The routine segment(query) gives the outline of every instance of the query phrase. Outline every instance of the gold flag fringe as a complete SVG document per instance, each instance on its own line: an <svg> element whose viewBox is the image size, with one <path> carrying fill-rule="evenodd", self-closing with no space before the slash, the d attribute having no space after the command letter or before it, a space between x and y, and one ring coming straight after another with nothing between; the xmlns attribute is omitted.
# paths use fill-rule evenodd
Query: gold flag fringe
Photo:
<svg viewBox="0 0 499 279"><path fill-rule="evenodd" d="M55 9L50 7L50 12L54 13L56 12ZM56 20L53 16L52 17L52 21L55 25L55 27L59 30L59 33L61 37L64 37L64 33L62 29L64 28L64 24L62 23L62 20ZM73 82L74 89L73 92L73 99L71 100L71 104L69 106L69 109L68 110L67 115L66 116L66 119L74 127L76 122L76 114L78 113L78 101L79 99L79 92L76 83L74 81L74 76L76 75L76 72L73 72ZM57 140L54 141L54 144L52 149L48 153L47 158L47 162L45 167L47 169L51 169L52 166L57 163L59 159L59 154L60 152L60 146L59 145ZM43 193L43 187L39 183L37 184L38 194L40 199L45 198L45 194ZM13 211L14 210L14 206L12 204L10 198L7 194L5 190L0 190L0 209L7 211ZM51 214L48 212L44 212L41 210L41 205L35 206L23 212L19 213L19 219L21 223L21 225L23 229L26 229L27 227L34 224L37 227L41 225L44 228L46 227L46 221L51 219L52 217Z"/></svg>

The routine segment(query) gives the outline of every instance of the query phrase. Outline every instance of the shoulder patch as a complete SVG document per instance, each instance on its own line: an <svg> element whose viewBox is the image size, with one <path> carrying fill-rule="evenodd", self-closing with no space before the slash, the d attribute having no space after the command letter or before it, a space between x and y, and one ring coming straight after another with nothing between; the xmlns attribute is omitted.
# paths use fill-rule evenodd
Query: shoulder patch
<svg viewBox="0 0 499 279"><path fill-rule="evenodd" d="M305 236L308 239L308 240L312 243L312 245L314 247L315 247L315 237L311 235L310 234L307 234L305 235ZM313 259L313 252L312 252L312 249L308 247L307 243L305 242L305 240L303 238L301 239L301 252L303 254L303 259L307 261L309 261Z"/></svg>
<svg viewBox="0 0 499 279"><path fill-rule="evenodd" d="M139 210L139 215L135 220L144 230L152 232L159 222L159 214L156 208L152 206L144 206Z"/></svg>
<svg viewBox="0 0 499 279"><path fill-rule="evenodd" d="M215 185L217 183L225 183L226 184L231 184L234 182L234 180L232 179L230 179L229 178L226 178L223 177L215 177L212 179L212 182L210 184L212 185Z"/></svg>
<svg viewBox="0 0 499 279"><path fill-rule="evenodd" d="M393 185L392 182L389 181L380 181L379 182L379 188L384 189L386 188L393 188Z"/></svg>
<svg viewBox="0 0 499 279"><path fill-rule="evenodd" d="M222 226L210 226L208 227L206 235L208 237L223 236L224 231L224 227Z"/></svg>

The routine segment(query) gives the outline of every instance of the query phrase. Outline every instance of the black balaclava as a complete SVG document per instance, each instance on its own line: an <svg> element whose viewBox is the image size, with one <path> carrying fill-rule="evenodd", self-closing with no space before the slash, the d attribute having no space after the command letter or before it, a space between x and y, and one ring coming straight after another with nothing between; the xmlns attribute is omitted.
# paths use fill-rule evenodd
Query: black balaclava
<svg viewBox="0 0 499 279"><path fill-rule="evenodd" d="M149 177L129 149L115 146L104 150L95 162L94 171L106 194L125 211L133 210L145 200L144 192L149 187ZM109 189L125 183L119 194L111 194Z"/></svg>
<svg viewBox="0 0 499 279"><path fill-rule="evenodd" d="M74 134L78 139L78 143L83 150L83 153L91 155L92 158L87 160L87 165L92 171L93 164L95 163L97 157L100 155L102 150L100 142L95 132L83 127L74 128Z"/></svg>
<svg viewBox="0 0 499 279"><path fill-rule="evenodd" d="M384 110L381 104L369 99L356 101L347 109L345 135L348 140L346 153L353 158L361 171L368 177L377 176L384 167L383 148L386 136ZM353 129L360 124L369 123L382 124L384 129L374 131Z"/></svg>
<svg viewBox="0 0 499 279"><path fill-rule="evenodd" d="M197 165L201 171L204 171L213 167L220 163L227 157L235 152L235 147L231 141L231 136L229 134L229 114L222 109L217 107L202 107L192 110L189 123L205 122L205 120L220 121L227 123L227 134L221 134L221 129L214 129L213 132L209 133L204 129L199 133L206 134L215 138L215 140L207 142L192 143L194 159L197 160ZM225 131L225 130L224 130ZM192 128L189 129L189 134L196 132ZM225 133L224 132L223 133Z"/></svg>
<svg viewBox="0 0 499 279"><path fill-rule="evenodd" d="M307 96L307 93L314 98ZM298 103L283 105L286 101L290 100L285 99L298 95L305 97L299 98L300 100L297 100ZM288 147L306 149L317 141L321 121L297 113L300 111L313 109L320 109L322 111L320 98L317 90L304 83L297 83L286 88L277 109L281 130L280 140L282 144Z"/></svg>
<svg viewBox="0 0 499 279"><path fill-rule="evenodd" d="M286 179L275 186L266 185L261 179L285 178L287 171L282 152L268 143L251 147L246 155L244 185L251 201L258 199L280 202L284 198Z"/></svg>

> [What you need to do] Which lines of the material above contain the word "patch"? Collect every one of them, treating uppercase and lowercase as different.

> [Solution for this exercise]
The routine segment(query) gives the outline of every instance of the query phrase. Outline every instance of the shoulder patch as a complete SVG document per instance, each instance on its own line: an <svg> element whose viewBox is the image size, with one <path> carrying fill-rule="evenodd", self-closing with no space before the slash, the d attribute having no space after the command letter or before it, a space between x and y, and one ring coming straight after another with nothing between; the xmlns attribute is omitted.
Query: shoulder patch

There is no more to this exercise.